# START OF LISTED ENTRIES

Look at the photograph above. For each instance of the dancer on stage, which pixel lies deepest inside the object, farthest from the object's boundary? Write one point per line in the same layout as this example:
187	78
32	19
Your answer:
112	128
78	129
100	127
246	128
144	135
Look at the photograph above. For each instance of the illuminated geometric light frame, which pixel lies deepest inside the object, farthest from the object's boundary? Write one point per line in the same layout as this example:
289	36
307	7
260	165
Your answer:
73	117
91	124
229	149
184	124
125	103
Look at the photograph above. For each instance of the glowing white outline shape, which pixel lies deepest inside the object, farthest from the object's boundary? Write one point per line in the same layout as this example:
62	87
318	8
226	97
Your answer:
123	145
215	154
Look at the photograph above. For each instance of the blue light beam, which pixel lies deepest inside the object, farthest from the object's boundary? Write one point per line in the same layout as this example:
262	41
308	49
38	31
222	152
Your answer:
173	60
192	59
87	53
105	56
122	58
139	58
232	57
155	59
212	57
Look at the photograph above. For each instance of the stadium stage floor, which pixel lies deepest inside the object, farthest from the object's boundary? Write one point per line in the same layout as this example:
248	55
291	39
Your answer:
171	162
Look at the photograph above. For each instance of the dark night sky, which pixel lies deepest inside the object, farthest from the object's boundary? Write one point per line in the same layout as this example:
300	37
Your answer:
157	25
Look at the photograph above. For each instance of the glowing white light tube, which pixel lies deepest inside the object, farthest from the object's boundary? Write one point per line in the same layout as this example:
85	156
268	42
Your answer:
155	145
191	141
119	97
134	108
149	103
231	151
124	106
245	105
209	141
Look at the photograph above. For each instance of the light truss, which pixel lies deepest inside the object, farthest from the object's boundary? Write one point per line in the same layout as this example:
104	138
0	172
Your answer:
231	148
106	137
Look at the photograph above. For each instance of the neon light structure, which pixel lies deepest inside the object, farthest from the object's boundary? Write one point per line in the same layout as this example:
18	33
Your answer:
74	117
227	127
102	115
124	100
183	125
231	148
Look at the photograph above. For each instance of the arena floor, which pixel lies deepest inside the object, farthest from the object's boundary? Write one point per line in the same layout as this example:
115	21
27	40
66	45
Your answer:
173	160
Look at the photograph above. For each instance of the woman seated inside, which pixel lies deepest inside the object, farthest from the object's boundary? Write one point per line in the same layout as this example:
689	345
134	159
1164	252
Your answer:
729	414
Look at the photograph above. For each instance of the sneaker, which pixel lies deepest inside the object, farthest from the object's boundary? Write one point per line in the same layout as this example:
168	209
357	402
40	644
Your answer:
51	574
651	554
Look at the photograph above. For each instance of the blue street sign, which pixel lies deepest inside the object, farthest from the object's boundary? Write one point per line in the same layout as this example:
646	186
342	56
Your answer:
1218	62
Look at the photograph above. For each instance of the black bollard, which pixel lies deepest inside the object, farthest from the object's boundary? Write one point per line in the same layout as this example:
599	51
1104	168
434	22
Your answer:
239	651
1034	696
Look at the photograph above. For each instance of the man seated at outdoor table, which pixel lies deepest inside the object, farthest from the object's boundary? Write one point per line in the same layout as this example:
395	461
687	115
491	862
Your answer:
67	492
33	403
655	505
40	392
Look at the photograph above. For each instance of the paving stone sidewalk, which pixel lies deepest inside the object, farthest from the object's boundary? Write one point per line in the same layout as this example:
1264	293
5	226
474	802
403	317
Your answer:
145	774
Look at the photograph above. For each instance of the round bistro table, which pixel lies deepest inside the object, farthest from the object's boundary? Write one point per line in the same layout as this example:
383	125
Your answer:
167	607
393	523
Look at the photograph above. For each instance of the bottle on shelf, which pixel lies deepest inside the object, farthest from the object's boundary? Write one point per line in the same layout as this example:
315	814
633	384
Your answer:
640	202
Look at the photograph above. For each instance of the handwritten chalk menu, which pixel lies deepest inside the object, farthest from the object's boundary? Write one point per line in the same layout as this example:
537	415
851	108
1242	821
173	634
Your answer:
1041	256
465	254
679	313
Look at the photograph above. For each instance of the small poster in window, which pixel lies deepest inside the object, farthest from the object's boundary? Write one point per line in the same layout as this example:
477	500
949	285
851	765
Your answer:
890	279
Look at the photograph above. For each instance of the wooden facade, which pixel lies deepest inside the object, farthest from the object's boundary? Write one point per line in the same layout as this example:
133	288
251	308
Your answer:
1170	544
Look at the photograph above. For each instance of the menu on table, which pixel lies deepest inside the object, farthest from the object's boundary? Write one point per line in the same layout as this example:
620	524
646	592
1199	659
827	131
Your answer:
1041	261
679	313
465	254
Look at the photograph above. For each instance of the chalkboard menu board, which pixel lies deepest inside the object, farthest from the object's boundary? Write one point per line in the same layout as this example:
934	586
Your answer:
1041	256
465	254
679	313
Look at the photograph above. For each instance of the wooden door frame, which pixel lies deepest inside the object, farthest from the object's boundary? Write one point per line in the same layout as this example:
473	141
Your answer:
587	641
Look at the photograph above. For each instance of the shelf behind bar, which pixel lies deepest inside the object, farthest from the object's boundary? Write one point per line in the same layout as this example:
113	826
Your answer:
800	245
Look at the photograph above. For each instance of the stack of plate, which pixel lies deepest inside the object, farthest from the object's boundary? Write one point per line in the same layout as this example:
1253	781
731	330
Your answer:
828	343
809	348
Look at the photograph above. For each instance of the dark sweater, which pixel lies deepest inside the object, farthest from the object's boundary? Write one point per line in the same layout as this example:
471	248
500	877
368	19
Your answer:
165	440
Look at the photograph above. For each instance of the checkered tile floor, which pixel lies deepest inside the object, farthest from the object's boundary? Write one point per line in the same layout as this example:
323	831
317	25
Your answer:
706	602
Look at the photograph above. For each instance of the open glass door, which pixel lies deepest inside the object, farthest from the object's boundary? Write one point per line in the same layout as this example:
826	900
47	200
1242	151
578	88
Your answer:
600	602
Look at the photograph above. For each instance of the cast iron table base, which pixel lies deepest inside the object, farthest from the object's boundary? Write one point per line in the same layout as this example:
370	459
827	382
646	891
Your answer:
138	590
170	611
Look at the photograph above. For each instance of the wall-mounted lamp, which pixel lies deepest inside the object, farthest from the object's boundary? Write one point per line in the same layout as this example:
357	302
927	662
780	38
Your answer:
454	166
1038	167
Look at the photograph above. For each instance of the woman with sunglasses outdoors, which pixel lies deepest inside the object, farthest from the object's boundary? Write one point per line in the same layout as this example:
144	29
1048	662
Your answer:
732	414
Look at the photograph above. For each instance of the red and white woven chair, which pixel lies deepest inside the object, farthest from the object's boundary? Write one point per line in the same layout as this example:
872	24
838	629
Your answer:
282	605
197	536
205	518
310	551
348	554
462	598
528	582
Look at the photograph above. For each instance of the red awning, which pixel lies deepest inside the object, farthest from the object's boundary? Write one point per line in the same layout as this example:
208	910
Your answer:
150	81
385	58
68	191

# END OF LISTED ENTRIES

THE PROBLEM: Reproduce the data in full, exactly as presented.

CORRECT RESPONSE:
Look at the photograph above. For each instance of the dancer on stage, which pixel lies deepest inside the object, farthest from the object's boundary? Write one point per line in the same layout as this example:
187	78
32	19
Your answer:
112	128
78	129
100	127
246	128
144	135
Look at the photograph above. For each instance of the illuminated geometric light frame, which pixel lies deepest inside the object, farthest from the object's boundary? Write one point per line in the same layout as this example:
289	36
307	7
260	165
Your answer:
73	117
91	124
229	149
184	124
125	103
Look at the photograph above. For each instance of the glowing white outline shape, which pixel lies deepest inside the object, farthest from the object's boundary? Write one point per line in the same layout as this example:
62	87
318	8
226	97
Your answer:
123	145
215	154
Look at the photograph above. For each instance of the blue light beam, which pixel lies deepest inside the object, farthest from the object's boundary? Write one point per line in the same layout as this example:
262	41
308	49
38	31
222	152
Your answer:
173	60
192	59
87	53
105	56
122	58
139	58
232	57
155	59
212	57
Look at the photograph above. For each instance of the stadium stage floor, which pixel lies deepest inside the object, farthest from the object's boundary? Write one point per line in the same layout as this example:
248	55
291	39
Your answer:
171	162
Look at the photograph above. For each instance of the dark night sky, which pixel lies deepest inside the object, farthest from the object's boundary? Write one point per line in the same layout as this example:
300	37
Your answer:
157	25
Look at the photograph above. For each instance of the glowing white light tube, which pixel lies deepest inside the object, farthest from the object's boundary? Write one point per line in the same layout as this example:
85	156
268	42
Your answer:
155	145
191	141
119	97
134	108
149	103
231	151
124	106
245	105
209	141
Look at the photograph above. For each instance of the light truss, which pixel lies deepest inside the object, farthest from the object's boundary? Write one point per line in the same layout as this example:
104	138
0	172
Your answer:
231	148
106	137
Look at the photograph above. For each instance of the neon light structure, which pixel lies deepest inside the object, farthest from the object's boundary? Write one point per line in the same layout as this example:
18	33
Your answer:
74	117
227	127
102	115
124	100
183	125
231	148
Look at the photograph above. For each instance of the arena floor, which pixel lies deepest inside the object, farthest from the object's boundary? Write one point per line in the same layout as this example:
115	21
27	40
66	45
Your answer:
173	160
Look at the photograph above. For each instance of the woman seated inside, which pixel lies deepest inside the object, farthest from the object's boundary? Write one point per line in the same layout as this example:
689	345
134	159
1164	252
Your answer:
729	414
Look at the photograph above. For each instance of the sneaker, which pixel lies deepest inside the object, farthest from the object's boundary? Write one point per line in the same layout as this example:
168	209
357	402
40	644
Your answer:
51	574
651	554
Look at the photograph above. For each instance of the blue street sign, which pixel lies deepest inside the object, farthest from the object's boundary? Write one point per line in the same layout as this example:
646	186
342	56
Your answer:
1218	62
Look at the photograph above. For each instance of the black bollard, which pixel lies deepest inside the object, farthest from the object's boundary? Write one point per line in the same layout as this example:
599	51
1104	168
434	22
Your answer:
239	651
1034	696
Look at the photograph above. For each instance of the man seated at outdoor table, which pixel lies deepest inside the object, farthest from the object's boundary? Write one point per line in the same layout as this example:
395	461
687	115
491	862
Your answer:
67	492
33	403
655	505
40	392
Look at the photograph above. For each instance of the paving stone sidewalk, which pixel lies deepest inside the object, farthest from the object's boundary? Write one point per line in the same layout as this example:
1264	293
5	226
474	802
403	317
Your answer:
145	774
Look at the photograph above. For each instance of the round bistro table, which pixel lies deepest inside the object, farthest from the object's boundary? Write one point per line in the same layout as this example:
383	125
Your answer:
167	607
393	523
Look at the photograph above. For each instance of the bottle on shelf, which pixel lies deepest inside the object, farthest from the object's boundary? Write one point per line in the same layout as this example:
315	814
633	384
Your answer:
640	202
Look at the photograph above. For each instance of the handwritten chalk menu, which pixel lies deepest inside the object, farthest from the object's boundary? Write one point per line in the same layout as this example:
537	415
851	108
1242	821
173	634
Your answer:
1041	256
465	254
679	313
Look at the photograph above. For each instance of the small poster in window, which pixel lies deepest inside the object, farthest from the object's boundary? Write one point per line in the same layout as this example:
477	500
949	285
851	765
Your answer:
890	279
Look at the photograph above. For each instance of the wooden facade, which pixel lies deepest inside the object, farthest from the object's boundary? Write one point per line in the same layout as this example:
133	288
251	308
Your answer:
1170	544
Look at the photograph above. For each instance of the menu on table, which pixel lies deepest inside the object, farthest from the object's boundary? Write one point per line in the same layout as this example:
620	524
646	592
1199	659
827	131
Your answer:
1041	261
679	313
465	254
Look at the photograph above. For each instance of the chalkboard menu board, which pixel lies deepest inside the object, farthest from the object's boundary? Write one point per line in the same layout as this example:
934	586
Your answer:
1041	256
465	254
679	313
Look at the photograph above. For each instance of the wooden door frame, which pixel lies deepest inside the object, farthest from the object's boundary? Write one point per line in the same layout as this example:
473	141
Your answer:
587	641
Look at the photograph above. For each instance of the shelf behind bar, which pixel lies deepest inside the object, farthest from the object's boundary? Write one point per line in the same layout as this example:
113	826
Your answer:
800	245
Look at the photograph above. For each instance of the stack of plate, which pixel lies deepest inside the object, farthest from the object's boundary? Write one point per line in the same layout as this example:
1253	781
731	330
Your answer:
828	343
809	348
Look at the photograph above. For each instance of the dark sweater, which pixel lies deepest inside the object, farthest from the object's boundary? Write one point per line in the same layout as this example:
471	248
500	877
368	19
Your answer:
165	440
Look at the photograph above. For each instance of the checkered tile floor, which pixel lies deepest inside the object, farthest from the object's boundary? Write one point per line in the same layout as this example:
323	831
317	25
Your answer:
706	602
Look at the photograph above. For each instance of the open glass door, which pixel lies deepest inside the object, farthest from the object's boundary? Write one point per line in the same layout as this example:
826	900
47	200
1242	151
578	88
Your answer:
600	602
Look at the photograph above. For each instance of the cast iron table base, which pixel lies deepest inside the object, farthest from the object's boundary? Write one point per line in the same layout as this example:
370	459
827	382
646	891
Your answer:
138	590
170	611
Look at the photograph above. For each instance of the wall-mounted lamp, which pixel lies deepest inside the object, farthest from the object's boundary? Write one point per line in the same layout as this example:
357	302
927	662
780	38
Your answer:
454	166
1038	167
Look at the photograph above. For each instance of the woman with sunglasses outdoors, which pixel lies deepest inside the object, farthest from the object's boundary? Write one point per line in the same layout as this example:
144	29
1048	662
Your answer:
732	414
Look at the photograph above. For each instance of the red and white woven chair, which pixel lies deepest inside the object, farthest from the object's boundary? Write one point per line in the same layout as this example:
872	24
838	629
Your answer:
282	605
197	536
205	518
310	551
348	554
462	598
528	582
Look at the photograph above. For each instance of the red awning, which pixel lies deepest inside the object, farthest from the object's boundary? Write one point per line in the same layout as this example:
208	910
Your answer:
150	81
385	58
68	191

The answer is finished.